EXTRAIT PRÉSENTÉ ▸
──────────

Les méthodes utilisées pour dresser des faucons sont très anciennes. La fauconnerie remonte à 4000 ans avant Jésus Christ. Mais, de tous temps, ces oiseaux n’ont jamais été domestiqués. Chaque faucon est, à la base, effrayé par son dresseur. Vous devez patiemment, prudemment gagner leur confiance en leur faisant cadeau de viande dans le gant de votre main gauche. Un acte positif plutôt qu’une punition, voilà la bonne manière de gagner la confiance de n’importe quelle créature, sauvage ou pas. D’abord, le faucon saute sur vous pour saisir la nourriture, ensuite il vole vers vous lorsque vous l’appelez. Enfin, une fois que l’oiseau a appris à se déplacer librement, il comprend que vous l’aidez dans son entreprise de chasse et vous devenez tous deux des sortes de partenaires. C’est une relation très personnelle, particulièrement avec les autours. En dépit du fait qu’ils sont des oiseaux solitaires, ils développent de forts liens avec leurs maîtres, qui peuvent même devenir affectueux. Mabel s’amusait souvent avec mes cheveux lorsque nous étions assises, le soir, devant la télévision.
Qu’est-ce qu’un autour a de si particuilier ?
Les autours sont souvent considérés comme des créatures qui ressembleraient à des criminels à plumes: des meurtriers efficaces, sans remords, psychopathes. Mais ce n’est pas la raison pour laquelle j’ai été attirée par eux! Ils ont la réputation, en fauconnerie, de se montrer extrêmement nerveux et difficiles à dresser. Je savais donc que le dressage réussirait à me distraire de mon deuil. Mais ce qui s’est passé avec Mabel était inattendu. J’ai passé tellement de temps avec elle que j’ai commencé à imaginer la manière dont je verrais le monde à travers ses yeux. Cela me montrait une nouvelle réalité, qui était belle, compliquée, et complètent libérée des émotions humaines. C’était une sorte de refuge. Cela m’a fait oublier qui j’étais. Je pense que Mabel fut une partie du processus que nous devons tous traverser après la perte de gens que l’on aime. Mabel m’a donné de nombreuses leçons sur la vie et la nature. Elle m’a enseigné, dans la mesure du possible, comment réconcilier la mort avec la vie et l’amour.
Quel est le souvenir le plus inattendu que vous avez partagé avec Mabel ?

──────────

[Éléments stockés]
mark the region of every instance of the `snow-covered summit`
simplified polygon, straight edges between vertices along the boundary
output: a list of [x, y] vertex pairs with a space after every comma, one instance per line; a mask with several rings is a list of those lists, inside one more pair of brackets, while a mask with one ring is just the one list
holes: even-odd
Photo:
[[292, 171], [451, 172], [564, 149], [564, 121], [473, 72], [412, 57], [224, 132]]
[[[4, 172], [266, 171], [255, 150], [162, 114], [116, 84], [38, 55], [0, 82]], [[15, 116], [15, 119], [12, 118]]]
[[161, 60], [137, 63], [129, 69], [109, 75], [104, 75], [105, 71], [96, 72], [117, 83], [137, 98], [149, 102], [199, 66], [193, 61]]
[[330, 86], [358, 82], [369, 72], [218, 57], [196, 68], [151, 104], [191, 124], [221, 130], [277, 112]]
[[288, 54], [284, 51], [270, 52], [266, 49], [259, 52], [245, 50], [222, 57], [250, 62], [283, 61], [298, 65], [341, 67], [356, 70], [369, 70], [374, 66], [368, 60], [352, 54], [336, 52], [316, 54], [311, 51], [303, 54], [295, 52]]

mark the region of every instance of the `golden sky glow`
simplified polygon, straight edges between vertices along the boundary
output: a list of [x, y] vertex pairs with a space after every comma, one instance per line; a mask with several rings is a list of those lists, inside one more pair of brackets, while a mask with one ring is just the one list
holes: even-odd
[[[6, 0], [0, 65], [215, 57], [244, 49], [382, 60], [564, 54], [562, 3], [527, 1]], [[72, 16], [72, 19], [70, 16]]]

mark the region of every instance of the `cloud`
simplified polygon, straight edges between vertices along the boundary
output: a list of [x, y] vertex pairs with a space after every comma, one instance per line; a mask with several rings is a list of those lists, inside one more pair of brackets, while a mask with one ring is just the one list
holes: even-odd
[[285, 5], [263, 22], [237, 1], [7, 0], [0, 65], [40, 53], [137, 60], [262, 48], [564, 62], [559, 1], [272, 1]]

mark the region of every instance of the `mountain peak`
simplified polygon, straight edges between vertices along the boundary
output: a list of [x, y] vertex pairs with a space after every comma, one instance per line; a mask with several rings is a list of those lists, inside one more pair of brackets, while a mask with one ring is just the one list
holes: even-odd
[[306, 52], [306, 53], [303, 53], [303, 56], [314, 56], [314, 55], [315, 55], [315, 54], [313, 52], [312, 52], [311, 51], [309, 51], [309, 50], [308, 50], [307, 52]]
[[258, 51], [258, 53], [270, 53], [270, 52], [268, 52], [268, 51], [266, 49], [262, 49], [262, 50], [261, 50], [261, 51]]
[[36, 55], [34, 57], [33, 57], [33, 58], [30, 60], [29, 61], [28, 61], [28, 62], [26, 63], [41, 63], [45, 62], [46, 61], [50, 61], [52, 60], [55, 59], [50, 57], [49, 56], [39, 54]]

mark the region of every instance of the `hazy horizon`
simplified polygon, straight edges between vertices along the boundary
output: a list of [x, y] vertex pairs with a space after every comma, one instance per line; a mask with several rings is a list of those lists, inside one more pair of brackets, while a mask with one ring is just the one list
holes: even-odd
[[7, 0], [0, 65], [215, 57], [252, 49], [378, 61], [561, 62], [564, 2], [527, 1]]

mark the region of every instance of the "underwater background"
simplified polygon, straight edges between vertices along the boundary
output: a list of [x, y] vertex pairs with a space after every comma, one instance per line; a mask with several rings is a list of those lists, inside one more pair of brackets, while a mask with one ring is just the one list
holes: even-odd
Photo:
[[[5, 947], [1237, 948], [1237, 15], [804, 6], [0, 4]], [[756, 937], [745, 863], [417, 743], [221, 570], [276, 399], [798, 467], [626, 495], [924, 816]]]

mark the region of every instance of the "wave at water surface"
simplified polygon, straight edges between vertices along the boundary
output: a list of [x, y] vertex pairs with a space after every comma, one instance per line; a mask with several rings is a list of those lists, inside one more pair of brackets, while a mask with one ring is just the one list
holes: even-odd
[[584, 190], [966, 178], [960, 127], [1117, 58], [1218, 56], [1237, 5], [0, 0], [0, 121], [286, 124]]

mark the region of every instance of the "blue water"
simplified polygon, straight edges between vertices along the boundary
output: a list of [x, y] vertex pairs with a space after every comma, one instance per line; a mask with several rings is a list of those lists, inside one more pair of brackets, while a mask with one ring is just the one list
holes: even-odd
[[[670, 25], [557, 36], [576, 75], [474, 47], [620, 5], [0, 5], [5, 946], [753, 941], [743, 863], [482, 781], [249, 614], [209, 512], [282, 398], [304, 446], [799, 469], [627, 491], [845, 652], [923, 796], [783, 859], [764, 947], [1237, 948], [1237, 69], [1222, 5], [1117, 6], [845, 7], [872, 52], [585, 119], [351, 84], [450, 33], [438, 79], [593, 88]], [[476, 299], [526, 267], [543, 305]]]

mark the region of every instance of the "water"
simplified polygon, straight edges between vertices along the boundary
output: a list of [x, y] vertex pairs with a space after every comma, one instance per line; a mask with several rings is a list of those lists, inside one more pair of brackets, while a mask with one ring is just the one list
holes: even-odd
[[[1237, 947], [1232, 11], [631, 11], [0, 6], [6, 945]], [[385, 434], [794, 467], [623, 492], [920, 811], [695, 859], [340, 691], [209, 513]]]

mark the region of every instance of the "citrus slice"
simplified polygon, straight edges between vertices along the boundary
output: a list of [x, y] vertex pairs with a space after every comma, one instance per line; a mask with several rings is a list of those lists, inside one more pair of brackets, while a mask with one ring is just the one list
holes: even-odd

──────────

CONSIGNE 1 ▸ D'après l'extrait sur la fauconnerie, à quelle époque remonte cette pratique ?
CONSIGNE 2 ▸ Reprenez l'extrait sur la fauconnerie et les autours à partir de sa dernière phrase.

RÉPONSE ATTENDUE 1 ▸ Elle remonte à 4000 ans avant Jésus Christ.

RÉPONSE ATTENDUE 2 ▸
Le deuil a agi de manière étrange en rendant mes souvenirs aussi clairs que du cristal. Cette saison avec mon autour reste très vive dans mon esprit. Ce ne sont pas les moments dramatiques qui me viennent d’abord à l’esprit quand je pense à Mabel. Ce sont au contraire ces instants de calme inattendu au milieu d’un après-midi plein d’adrénaline, au cœur des collines anglaises. Je ne peux pas me souvenir ce que j’ai fait la semaine dernière, mais je me rappelle exactement à quoi ça ressemblait d’être assise avec Mabel, à l’abri sous un arbre, en attendant que la pluie s’arrête, regardant son plumage s’assombrir sous l’effet de l’eau. Le souvenir est si fort que, même maintenant, je sens encore les gouttes de pluie sur ma tête.
Est-ce qu’écrire était un vieux désir ou les circonstances vous ont encouragée à le faire ?
J’ai toujours voulu écrire. J’ai d’abord été poète. Puis historienne en sciences. Mais me lancer dans la fiction est définitivement lié à la mort de mon père et à l’arrivée de l’autour dans ma vie. A la fin de cette première année avec Mabel, j’ai commencé à réaliser que ce qui s’était passé était bien davantage qu’une simple histoire sur une femme misérable et un oiseau. C’était une histoire bien plus ancienne, bien plus importante, sur la manière dont nous réagissons à la perte. Je savais que c’était une histoire que j’aimerais écrire un jour, mais cela m’a pris cinq ans pour mettre suffisamment de distance émotionnelle et commencer à écrire sur tout ça.
Qu’est devenue Mabel aujourd’hui ?
Hélas, ma pauvre Mabel est morte en 2013, très soudainement, d’une horrible maladie appelée “aspergillosis”, qui est une sorte de mycose. Ce fut un événement soudain et elle me manque terriblement. Je pense que mon livre est une manière de penser à elle, de lui dire au revoir et de la remercier, de la même manière que ce livre m’a permis de remercier et de dire au revoir à mon père.